-- START OF Input --
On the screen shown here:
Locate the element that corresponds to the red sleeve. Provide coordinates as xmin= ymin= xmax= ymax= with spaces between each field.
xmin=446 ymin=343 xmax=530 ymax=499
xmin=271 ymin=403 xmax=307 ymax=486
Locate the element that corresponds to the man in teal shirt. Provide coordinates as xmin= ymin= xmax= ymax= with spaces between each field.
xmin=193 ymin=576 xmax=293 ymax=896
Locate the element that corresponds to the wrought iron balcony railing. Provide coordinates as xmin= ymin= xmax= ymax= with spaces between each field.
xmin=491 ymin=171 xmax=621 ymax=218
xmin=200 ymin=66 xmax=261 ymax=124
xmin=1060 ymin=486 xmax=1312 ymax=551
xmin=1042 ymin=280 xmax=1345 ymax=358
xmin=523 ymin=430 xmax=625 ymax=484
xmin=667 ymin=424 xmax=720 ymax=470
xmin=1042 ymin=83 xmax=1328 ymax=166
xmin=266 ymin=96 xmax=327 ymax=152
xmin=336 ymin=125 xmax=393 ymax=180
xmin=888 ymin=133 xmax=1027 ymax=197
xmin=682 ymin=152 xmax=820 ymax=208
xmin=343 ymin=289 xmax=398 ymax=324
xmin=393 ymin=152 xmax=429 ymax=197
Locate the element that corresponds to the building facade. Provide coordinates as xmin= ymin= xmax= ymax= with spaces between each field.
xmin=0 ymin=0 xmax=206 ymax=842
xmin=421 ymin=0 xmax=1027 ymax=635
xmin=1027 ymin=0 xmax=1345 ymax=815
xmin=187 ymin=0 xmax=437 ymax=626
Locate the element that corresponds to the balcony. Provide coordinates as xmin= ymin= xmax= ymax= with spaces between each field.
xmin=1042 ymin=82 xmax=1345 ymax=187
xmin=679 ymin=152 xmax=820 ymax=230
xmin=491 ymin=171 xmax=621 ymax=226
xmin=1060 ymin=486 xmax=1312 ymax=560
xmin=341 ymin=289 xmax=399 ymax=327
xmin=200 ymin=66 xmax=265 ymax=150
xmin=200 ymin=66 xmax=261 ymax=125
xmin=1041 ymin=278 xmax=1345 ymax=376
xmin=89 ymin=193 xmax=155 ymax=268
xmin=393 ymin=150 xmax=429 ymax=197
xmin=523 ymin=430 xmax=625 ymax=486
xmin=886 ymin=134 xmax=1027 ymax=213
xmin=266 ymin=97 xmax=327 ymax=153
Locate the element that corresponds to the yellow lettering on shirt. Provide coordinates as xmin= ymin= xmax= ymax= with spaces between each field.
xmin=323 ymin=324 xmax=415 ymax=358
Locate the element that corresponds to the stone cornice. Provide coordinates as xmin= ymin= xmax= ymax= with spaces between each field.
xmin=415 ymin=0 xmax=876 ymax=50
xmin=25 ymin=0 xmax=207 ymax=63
-- END OF Input --
_Task instructions_. Reproduce the material above in full, swapping "stone cornice" for "roofline molding" wherever it occurs and leaving everything else unchanged.

_Reply_.
On the screen shown here:
Locate the element that corresponds to the red sleeve. Provide coordinates as xmin= ymin= xmax= ymax= with spaces between each field.
xmin=446 ymin=343 xmax=530 ymax=499
xmin=271 ymin=403 xmax=307 ymax=486
Locate the element that corresponds to the man in teal shirt. Provide coordinates as xmin= ymin= xmax= ymax= with spaces between each field.
xmin=193 ymin=576 xmax=293 ymax=896
Locate the element that corresponds to the wrought iron balcony railing. Provide coordinates as xmin= ymin= xmax= ymax= with spaces between each field.
xmin=491 ymin=171 xmax=621 ymax=218
xmin=200 ymin=66 xmax=261 ymax=124
xmin=1060 ymin=486 xmax=1312 ymax=551
xmin=1042 ymin=280 xmax=1345 ymax=358
xmin=523 ymin=430 xmax=625 ymax=484
xmin=667 ymin=424 xmax=720 ymax=470
xmin=1042 ymin=83 xmax=1328 ymax=166
xmin=266 ymin=96 xmax=327 ymax=152
xmin=336 ymin=125 xmax=393 ymax=180
xmin=888 ymin=133 xmax=1027 ymax=197
xmin=682 ymin=152 xmax=820 ymax=208
xmin=343 ymin=289 xmax=398 ymax=324
xmin=393 ymin=152 xmax=429 ymax=197
Locate the element that corresponds to the building facade. Provide coordinates as xmin= ymin= xmax= ymax= with spaces between each field.
xmin=0 ymin=0 xmax=206 ymax=842
xmin=421 ymin=0 xmax=1027 ymax=635
xmin=1027 ymin=0 xmax=1345 ymax=815
xmin=187 ymin=0 xmax=437 ymax=626
Locate the element that corresponds to the balcony. Provide coordinates as xmin= ymin= xmax= ymax= with spaces between each field.
xmin=1042 ymin=82 xmax=1345 ymax=187
xmin=679 ymin=152 xmax=820 ymax=230
xmin=491 ymin=171 xmax=621 ymax=226
xmin=1060 ymin=486 xmax=1312 ymax=560
xmin=341 ymin=289 xmax=399 ymax=327
xmin=200 ymin=66 xmax=265 ymax=150
xmin=200 ymin=66 xmax=261 ymax=125
xmin=1041 ymin=278 xmax=1345 ymax=376
xmin=89 ymin=193 xmax=155 ymax=268
xmin=393 ymin=150 xmax=429 ymax=197
xmin=523 ymin=430 xmax=625 ymax=486
xmin=886 ymin=134 xmax=1027 ymax=213
xmin=266 ymin=97 xmax=327 ymax=153
Locate the element that corresponds to the yellow lettering on shirt. Provide coordinates as xmin= ymin= xmax= ymax= with spaces between each field.
xmin=323 ymin=324 xmax=415 ymax=358
Locate the element that corresponds to the roofline molding. Provide coordinates as xmin= ymin= xmax= ymax= with spaces between each field.
xmin=415 ymin=0 xmax=876 ymax=50
xmin=25 ymin=0 xmax=207 ymax=63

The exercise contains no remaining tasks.